• What you will do: Count how many lines in the entries below hold "dark". Only the number belongs in the answer.

######

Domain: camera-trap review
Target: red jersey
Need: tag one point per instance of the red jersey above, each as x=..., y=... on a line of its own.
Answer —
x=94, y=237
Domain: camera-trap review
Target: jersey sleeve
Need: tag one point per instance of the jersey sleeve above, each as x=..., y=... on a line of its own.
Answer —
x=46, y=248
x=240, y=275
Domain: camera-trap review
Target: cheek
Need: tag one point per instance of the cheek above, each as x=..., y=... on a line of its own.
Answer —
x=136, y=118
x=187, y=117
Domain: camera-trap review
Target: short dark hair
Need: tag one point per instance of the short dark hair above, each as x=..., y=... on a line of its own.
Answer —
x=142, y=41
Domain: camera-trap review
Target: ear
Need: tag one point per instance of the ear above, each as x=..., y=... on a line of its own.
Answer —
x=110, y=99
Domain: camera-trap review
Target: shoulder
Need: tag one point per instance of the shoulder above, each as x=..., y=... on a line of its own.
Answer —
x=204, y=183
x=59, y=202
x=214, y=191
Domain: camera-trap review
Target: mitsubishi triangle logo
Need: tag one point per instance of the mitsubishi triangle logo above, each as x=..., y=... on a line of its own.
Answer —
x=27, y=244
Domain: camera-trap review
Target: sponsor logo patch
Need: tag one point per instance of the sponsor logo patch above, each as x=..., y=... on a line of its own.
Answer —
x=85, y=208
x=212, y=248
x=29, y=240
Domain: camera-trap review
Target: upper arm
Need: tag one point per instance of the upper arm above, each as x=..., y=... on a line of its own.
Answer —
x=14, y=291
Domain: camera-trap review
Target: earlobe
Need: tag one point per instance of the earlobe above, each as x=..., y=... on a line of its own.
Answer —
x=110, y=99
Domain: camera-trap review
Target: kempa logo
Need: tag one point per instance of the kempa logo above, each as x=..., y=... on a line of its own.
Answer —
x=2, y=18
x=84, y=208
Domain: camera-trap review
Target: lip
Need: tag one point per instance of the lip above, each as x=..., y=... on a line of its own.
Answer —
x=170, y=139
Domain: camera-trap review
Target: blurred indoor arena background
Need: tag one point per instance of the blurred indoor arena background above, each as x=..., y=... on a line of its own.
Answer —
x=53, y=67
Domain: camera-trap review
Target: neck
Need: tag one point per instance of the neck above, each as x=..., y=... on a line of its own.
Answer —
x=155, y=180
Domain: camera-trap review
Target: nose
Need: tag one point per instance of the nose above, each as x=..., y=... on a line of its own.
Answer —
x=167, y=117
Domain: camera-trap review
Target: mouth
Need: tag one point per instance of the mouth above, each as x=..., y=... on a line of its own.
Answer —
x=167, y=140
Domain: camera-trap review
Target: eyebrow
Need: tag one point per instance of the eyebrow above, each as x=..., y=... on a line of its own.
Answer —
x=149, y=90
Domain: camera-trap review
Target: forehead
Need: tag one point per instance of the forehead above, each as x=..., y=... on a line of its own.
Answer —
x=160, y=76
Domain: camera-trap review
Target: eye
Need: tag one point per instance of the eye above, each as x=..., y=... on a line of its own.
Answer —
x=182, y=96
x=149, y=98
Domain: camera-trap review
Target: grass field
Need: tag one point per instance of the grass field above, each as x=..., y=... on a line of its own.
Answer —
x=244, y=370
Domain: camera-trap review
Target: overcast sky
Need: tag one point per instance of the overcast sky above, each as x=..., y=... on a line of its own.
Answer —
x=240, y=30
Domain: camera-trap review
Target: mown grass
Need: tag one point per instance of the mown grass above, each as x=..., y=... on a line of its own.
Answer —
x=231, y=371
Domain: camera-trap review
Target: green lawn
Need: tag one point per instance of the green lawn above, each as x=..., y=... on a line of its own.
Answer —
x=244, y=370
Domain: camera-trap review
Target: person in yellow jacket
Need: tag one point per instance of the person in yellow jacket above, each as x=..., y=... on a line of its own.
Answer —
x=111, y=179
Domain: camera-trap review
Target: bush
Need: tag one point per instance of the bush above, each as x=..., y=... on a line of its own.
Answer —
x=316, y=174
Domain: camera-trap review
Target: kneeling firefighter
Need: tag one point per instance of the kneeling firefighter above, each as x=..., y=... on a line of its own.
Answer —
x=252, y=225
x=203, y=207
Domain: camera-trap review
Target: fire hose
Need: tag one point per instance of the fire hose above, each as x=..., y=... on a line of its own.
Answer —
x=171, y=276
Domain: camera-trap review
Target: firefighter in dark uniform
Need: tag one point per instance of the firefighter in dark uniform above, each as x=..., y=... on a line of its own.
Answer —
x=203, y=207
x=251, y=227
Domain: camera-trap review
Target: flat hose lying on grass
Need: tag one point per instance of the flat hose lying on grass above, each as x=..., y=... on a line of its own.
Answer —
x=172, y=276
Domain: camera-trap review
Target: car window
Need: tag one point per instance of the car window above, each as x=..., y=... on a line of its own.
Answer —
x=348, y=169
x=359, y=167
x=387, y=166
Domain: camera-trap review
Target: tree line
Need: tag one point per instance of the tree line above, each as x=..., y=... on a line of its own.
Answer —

######

• Written response: 4